From top to bottom, write out the listing exactly.
-- Recorded data follows --
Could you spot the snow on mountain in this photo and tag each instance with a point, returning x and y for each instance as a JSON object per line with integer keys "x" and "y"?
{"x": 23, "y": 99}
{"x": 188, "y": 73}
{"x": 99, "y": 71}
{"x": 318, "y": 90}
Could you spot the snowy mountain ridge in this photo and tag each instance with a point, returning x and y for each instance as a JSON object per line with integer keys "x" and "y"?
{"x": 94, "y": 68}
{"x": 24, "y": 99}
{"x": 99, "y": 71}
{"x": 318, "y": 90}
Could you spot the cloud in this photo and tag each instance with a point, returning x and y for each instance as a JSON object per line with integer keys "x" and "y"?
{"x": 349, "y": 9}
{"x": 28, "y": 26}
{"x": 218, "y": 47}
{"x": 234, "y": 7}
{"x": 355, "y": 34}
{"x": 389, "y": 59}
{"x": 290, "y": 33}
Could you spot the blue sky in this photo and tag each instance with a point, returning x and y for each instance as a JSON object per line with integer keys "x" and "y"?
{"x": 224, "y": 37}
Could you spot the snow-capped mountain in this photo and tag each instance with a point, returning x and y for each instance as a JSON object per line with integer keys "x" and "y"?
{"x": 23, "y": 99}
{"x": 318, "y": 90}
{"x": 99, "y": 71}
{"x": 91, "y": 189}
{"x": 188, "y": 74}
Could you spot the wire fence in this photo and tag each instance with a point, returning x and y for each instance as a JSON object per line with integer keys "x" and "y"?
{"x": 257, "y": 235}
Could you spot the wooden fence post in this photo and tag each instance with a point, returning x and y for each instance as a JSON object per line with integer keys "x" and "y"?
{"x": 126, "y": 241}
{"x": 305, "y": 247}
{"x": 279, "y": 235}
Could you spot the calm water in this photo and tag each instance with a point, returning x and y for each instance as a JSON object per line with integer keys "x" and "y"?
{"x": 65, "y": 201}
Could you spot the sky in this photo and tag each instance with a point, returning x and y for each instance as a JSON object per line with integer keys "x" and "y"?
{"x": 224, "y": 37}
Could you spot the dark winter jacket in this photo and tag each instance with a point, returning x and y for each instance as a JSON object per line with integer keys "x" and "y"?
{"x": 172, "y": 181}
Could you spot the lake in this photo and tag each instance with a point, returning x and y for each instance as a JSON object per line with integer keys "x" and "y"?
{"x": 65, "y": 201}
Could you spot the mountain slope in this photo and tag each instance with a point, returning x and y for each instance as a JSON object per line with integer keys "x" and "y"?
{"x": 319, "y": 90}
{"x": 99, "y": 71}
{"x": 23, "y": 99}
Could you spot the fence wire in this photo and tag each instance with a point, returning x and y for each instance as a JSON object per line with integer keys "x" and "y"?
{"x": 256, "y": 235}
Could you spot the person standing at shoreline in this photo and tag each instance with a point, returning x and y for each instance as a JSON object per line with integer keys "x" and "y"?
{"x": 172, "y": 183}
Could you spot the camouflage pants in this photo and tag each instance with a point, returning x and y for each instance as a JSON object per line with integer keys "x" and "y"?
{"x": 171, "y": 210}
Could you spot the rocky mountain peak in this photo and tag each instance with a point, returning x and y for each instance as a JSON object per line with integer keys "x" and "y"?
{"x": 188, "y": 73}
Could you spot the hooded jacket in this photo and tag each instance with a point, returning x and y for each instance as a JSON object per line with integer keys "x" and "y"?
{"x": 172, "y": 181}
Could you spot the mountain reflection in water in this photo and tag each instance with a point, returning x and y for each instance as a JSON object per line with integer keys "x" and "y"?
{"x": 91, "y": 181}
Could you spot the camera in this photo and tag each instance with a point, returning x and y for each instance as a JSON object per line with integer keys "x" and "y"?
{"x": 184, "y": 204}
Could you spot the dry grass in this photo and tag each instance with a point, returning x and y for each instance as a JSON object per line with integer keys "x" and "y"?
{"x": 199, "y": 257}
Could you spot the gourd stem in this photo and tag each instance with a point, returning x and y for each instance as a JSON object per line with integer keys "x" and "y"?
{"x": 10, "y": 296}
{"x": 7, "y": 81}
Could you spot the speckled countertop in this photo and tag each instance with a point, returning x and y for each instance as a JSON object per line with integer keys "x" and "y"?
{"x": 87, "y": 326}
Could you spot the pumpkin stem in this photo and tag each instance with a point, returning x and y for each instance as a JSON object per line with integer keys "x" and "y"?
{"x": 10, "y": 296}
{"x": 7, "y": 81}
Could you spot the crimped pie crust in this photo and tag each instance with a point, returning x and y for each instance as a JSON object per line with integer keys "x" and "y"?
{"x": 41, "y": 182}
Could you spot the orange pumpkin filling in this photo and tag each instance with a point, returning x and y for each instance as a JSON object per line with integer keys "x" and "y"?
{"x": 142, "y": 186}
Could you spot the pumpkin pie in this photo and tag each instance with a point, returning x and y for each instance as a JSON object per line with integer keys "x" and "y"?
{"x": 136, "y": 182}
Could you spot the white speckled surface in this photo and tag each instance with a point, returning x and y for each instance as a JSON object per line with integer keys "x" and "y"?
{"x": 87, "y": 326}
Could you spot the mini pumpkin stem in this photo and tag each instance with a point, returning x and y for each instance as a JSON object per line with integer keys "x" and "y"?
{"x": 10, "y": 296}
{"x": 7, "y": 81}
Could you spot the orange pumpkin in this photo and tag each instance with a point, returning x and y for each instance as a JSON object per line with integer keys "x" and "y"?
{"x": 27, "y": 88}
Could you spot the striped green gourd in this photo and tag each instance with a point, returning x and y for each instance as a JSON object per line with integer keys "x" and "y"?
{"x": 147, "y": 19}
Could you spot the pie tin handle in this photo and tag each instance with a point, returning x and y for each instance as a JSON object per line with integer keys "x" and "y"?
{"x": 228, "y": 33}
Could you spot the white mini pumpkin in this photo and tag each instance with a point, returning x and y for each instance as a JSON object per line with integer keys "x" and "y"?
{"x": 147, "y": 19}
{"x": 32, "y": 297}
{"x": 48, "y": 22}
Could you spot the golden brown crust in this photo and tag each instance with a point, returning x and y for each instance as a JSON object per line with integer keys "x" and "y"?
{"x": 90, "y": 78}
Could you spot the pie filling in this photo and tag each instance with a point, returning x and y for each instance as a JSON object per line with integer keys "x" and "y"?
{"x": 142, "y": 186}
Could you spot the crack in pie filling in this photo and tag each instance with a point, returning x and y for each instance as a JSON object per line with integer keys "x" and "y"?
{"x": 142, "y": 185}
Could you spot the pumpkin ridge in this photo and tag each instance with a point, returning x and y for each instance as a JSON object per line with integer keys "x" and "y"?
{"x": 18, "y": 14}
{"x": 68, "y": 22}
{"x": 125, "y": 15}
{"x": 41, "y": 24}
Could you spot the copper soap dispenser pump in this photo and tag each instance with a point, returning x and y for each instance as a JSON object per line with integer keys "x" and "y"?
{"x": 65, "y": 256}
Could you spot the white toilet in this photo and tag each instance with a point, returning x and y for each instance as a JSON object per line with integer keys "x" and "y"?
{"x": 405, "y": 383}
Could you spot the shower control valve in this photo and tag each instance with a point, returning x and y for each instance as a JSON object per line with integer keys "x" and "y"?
-- Recorded data concluded --
**Result for this task**
Could you spot the snow on mountain in this photo and tag each instance with a point, returning x and y for each instance as a JSON object per line with integer keys "x" and "y"?
{"x": 23, "y": 99}
{"x": 188, "y": 73}
{"x": 99, "y": 71}
{"x": 318, "y": 90}
Could you spot the snowy mountain ridge in this photo and tag each instance with a point, returning x and y for each instance as a JSON object per line with integer keys "x" and "y"?
{"x": 94, "y": 68}
{"x": 24, "y": 99}
{"x": 99, "y": 71}
{"x": 318, "y": 90}
Could you spot the cloud in this photo and tag each instance with a point, returning x and y for each instance as a JSON object per line with integer keys "x" and "y"?
{"x": 349, "y": 9}
{"x": 28, "y": 26}
{"x": 218, "y": 47}
{"x": 234, "y": 7}
{"x": 355, "y": 34}
{"x": 389, "y": 59}
{"x": 290, "y": 33}
Could you spot the blue sky in this photo and tag each instance with a point, returning x and y for each instance as a JSON object per line with integer keys "x" and "y"?
{"x": 224, "y": 37}
Could you spot the snow-capped mountain in this photo and tag each instance with a point, returning x and y for each instance as a JSON object per line with integer keys "x" and "y"?
{"x": 23, "y": 99}
{"x": 318, "y": 90}
{"x": 99, "y": 71}
{"x": 91, "y": 189}
{"x": 188, "y": 74}
Could you spot the wire fence in this photo and tag each instance with a point, returning x and y for each instance as a JSON object per line with integer keys "x" and "y"?
{"x": 257, "y": 235}
Could you spot the wooden fence post in this photo and tag each instance with a point, returning x and y for each instance as a JSON object per line with integer keys "x" and "y"?
{"x": 126, "y": 241}
{"x": 305, "y": 247}
{"x": 279, "y": 235}
Could you spot the calm water in this photo and tag each instance with a point, returning x and y for each instance as a JSON object per line with integer keys "x" and "y"?
{"x": 65, "y": 201}
Could you spot the sky in this photo and tag each instance with a point, returning x and y for each instance as a JSON object per line with integer keys "x" and "y"?
{"x": 224, "y": 37}
Could you spot the dark winter jacket in this photo and tag each instance with a point, returning x and y for each instance as a JSON object per line with integer keys "x" and "y"?
{"x": 172, "y": 181}
Could you spot the lake in this photo and tag each instance with a point, returning x and y for each instance as a JSON object per line with integer keys "x" and "y"?
{"x": 65, "y": 201}
Could you spot the mountain slope in this photo and tag each instance with a point, returning x and y for each instance as a JSON object per line with integer keys "x" and "y"?
{"x": 319, "y": 90}
{"x": 99, "y": 71}
{"x": 23, "y": 99}
Could you spot the fence wire in this photo and tag each instance with a point, returning x and y for each instance as a JSON object per line with integer keys "x" and "y"?
{"x": 256, "y": 235}
Could you spot the person standing at shoreline in this photo and tag each instance with a point, returning x and y for each instance as a JSON object per line with integer keys "x" and "y"?
{"x": 172, "y": 183}
Could you spot the camouflage pants in this photo and tag each instance with a point, returning x and y for each instance as a JSON object per line with integer keys "x" and "y"?
{"x": 171, "y": 210}
Could you spot the rocky mountain peak in this photo and tag each instance with a point, returning x and y for each instance as a JSON object per line with integer keys "x" and "y"?
{"x": 188, "y": 73}
Could you spot the hooded jacket in this photo and tag each instance with a point, returning x and y for each instance as a JSON object per line with integer keys "x" and "y"?
{"x": 172, "y": 181}
Could you spot the mountain reflection in water in this photo and tag each instance with a point, returning x and y for each instance as a JSON object per line with integer keys "x" and "y"?
{"x": 91, "y": 181}
Could you spot the camera in this photo and tag each instance with a point, returning x and y for each instance as a JSON object per line with integer keys "x" and "y"?
{"x": 184, "y": 204}
Could you spot the dry grass in this photo and tag each instance with a point, returning x and y for each instance as a JSON object per line with integer keys "x" and "y"?
{"x": 199, "y": 257}
Could you spot the gourd stem in this photo and tag each instance with a point, returning x and y for each instance as a JSON object per line with integer keys "x" and "y"?
{"x": 10, "y": 296}
{"x": 7, "y": 81}
Could you spot the speckled countertop in this photo and tag each instance with a point, returning x and y for each instance as a JSON object per line with integer keys "x" and "y"?
{"x": 87, "y": 326}
Could you spot the pumpkin stem in this photo and tag each instance with a point, returning x and y for each instance as a JSON object per line with integer keys "x" and "y"?
{"x": 10, "y": 296}
{"x": 7, "y": 81}
Could you spot the crimped pie crust in this photo and tag each instance with a point, returning x and y for each instance as a JSON object per line with integer keys "x" and "y"?
{"x": 41, "y": 182}
Could you spot the orange pumpkin filling in this photo and tag each instance with a point, returning x and y for each instance as a JSON object per line with integer keys "x" and "y"?
{"x": 142, "y": 186}
Could you spot the pumpkin pie in this photo and tag each instance with a point, returning x and y for each instance as a JSON object per line with integer keys "x" and "y"?
{"x": 136, "y": 182}
Could you spot the white speckled surface in this photo and tag each instance with a point, returning x and y for each instance as a JSON object per line with integer keys "x" and "y"?
{"x": 87, "y": 326}
Could you spot the mini pumpkin stem in this photo and tag each instance with a point, returning x and y for each instance as a JSON object per line with integer keys "x" and "y"?
{"x": 10, "y": 296}
{"x": 7, "y": 81}
Could you spot the orange pumpkin in this photo and tag each instance with a point, returning x and y for each instance as a JSON object per line with integer keys "x" and "y"?
{"x": 27, "y": 88}
Could you spot the striped green gourd in this photo and tag each instance with a point, returning x and y for each instance as a JSON object per line with integer keys "x" and "y"?
{"x": 147, "y": 19}
Could you spot the pie tin handle in this photo and tag each instance with a point, returning x and y for each instance as a JSON object per line with integer keys "x" and "y"?
{"x": 228, "y": 33}
Could you spot the white mini pumpkin in this photo and tag each instance with a point, returning x and y for each instance as a JSON object per line with integer keys "x" and "y"?
{"x": 147, "y": 19}
{"x": 32, "y": 297}
{"x": 48, "y": 22}
Could you spot the golden brown crust in this photo and tag each instance with a point, returning x and y for each instance as a JSON object per line with integer keys "x" and "y"?
{"x": 90, "y": 78}
Could you spot the pie filling in this photo and tag each instance with a point, returning x and y for each instance as a JSON object per line with integer keys "x" and "y"?
{"x": 142, "y": 186}
Could you spot the crack in pie filling in this photo and tag each instance with a point, returning x and y for each instance as a JSON object per line with integer keys "x" and "y"?
{"x": 142, "y": 185}
Could you spot the pumpkin ridge in this photo and tag each instance with a point, returning x and y for each instance as a JSON object per line with integer keys "x" and "y"?
{"x": 18, "y": 14}
{"x": 68, "y": 22}
{"x": 125, "y": 15}
{"x": 41, "y": 24}
Could you spot the copper soap dispenser pump in this photo and tag each instance with a point, returning x and y for each instance as a JSON object per line with integer keys "x" and "y"?
{"x": 65, "y": 256}
Could you spot the white toilet in this photo and tag each instance with a point, returning x and y for each instance as a JSON object per line with integer keys "x" and "y"?
{"x": 405, "y": 383}
Could you spot the shower control valve in this photo and tag each instance with a point, returning x and y for each instance as a JSON object per line with integer keys "x" and "y"?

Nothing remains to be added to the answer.